### Prompt
Print the lines below exactly as they appear, beginning at the line that contains "Identify the rippled" and ending after the line that contains "<point>525,224</point>".

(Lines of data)
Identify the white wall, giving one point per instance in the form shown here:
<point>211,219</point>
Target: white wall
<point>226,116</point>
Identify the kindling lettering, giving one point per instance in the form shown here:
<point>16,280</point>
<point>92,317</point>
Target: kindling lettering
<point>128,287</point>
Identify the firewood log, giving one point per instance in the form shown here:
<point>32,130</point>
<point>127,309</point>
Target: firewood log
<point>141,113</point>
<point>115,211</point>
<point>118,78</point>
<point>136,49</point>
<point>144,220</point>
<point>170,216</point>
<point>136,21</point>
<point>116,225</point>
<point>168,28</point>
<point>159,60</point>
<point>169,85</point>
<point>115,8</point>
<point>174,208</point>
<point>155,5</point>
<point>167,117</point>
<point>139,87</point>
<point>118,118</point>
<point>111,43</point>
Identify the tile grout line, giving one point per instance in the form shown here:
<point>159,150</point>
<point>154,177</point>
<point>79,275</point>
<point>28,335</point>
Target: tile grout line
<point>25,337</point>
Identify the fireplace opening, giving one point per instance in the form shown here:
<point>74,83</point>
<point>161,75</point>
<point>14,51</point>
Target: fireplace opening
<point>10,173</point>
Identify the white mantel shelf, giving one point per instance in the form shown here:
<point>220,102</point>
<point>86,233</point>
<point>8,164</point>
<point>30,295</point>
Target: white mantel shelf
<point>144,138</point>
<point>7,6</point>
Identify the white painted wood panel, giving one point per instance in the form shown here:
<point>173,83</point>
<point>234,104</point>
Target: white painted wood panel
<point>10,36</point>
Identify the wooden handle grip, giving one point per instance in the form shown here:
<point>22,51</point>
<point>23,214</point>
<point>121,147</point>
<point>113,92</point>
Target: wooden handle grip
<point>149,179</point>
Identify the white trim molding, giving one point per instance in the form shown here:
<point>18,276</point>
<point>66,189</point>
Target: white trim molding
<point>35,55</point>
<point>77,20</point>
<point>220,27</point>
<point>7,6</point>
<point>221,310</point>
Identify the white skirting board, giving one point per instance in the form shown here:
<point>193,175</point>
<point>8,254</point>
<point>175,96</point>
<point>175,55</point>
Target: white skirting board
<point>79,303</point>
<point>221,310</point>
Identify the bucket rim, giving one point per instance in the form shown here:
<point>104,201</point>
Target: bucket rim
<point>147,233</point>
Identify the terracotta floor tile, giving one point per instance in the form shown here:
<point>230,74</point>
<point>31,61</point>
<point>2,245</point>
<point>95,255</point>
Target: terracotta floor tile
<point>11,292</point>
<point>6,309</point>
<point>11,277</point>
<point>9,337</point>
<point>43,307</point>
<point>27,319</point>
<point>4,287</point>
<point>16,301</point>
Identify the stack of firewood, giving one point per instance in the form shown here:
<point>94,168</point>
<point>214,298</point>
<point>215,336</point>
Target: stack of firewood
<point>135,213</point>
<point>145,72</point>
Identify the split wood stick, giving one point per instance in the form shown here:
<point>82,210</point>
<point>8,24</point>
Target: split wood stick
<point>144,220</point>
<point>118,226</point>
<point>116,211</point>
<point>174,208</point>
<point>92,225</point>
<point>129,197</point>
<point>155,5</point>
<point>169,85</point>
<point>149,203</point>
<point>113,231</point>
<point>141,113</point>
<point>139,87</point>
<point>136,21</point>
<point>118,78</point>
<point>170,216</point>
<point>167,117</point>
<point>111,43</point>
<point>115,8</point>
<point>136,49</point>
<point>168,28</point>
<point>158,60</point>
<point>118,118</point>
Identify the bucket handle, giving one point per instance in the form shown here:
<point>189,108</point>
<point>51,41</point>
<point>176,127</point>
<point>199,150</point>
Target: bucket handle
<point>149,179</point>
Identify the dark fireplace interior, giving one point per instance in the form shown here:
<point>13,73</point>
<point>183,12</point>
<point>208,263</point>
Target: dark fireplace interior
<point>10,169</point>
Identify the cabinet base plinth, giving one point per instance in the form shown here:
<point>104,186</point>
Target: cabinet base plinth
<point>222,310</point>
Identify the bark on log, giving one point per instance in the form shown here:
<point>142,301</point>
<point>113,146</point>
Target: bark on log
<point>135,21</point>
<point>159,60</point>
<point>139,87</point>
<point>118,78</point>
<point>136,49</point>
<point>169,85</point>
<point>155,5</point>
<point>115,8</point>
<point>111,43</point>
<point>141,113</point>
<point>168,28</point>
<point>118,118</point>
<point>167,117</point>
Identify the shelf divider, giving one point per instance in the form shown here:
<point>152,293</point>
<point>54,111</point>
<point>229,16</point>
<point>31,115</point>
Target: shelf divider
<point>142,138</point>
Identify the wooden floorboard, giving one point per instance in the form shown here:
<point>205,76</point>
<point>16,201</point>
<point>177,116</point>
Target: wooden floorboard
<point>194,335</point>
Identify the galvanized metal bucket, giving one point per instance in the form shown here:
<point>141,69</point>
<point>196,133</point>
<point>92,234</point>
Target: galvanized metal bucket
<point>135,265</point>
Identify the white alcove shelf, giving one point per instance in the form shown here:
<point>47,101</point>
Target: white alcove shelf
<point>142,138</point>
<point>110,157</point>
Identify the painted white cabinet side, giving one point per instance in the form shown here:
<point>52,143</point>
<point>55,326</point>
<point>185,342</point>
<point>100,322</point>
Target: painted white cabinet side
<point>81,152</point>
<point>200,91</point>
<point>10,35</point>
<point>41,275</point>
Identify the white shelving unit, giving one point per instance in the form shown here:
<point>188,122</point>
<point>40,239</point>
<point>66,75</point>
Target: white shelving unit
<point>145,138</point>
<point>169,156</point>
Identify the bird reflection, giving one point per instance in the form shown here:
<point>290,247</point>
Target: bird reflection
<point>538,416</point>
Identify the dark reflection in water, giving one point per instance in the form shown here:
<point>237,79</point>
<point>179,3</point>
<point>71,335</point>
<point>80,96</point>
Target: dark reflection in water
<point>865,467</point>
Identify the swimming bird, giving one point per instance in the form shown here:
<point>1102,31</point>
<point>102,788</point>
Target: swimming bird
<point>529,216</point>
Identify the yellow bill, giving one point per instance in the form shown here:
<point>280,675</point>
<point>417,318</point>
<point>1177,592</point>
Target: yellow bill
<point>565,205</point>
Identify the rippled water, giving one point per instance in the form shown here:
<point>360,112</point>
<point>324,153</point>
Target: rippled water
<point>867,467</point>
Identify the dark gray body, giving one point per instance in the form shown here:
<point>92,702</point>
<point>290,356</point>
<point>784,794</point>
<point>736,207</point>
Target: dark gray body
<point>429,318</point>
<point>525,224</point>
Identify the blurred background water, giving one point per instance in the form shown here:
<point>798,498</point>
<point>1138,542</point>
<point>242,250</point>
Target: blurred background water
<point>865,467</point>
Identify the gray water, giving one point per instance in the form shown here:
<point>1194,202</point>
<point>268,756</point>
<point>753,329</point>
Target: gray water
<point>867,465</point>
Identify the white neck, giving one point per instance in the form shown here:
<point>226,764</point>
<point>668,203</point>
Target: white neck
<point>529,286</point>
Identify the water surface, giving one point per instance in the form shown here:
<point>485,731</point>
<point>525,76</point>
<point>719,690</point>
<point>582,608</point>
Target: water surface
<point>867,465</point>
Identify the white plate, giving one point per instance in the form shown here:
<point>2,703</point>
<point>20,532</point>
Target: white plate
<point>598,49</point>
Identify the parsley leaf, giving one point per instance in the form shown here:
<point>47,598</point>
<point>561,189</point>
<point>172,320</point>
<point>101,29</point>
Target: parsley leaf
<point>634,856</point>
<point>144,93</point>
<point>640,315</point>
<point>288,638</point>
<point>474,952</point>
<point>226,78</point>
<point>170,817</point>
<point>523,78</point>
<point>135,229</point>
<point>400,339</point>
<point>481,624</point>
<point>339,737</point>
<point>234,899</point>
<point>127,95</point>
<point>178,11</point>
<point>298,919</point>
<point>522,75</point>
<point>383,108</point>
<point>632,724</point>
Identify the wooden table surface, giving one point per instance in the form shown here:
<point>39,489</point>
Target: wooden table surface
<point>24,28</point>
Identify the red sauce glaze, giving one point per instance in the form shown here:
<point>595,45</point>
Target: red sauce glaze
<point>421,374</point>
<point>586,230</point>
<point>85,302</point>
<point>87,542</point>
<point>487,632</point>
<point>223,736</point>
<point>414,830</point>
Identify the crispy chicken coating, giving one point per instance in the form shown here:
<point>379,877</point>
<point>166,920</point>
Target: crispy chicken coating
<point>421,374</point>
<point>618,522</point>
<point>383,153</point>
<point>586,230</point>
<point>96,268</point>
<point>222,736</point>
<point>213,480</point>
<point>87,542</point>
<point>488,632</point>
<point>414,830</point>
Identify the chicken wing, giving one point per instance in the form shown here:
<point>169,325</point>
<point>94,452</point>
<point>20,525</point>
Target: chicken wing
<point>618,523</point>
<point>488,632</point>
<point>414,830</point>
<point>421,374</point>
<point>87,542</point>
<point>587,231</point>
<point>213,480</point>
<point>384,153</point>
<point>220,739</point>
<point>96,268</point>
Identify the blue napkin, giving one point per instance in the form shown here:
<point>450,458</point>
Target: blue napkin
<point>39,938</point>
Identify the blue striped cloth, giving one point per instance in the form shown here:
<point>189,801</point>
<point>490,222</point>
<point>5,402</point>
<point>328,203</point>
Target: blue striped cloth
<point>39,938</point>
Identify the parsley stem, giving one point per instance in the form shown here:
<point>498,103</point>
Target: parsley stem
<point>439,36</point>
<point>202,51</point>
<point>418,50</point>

### Finished answer
Identify the rippled water, giving one point per instance in the form shown here:
<point>360,112</point>
<point>324,153</point>
Target: rippled water
<point>867,467</point>
Identify the dark gray body, giving one point per instance in the form shown here:
<point>92,702</point>
<point>290,356</point>
<point>784,794</point>
<point>736,207</point>
Target: dark gray body
<point>429,318</point>
<point>525,224</point>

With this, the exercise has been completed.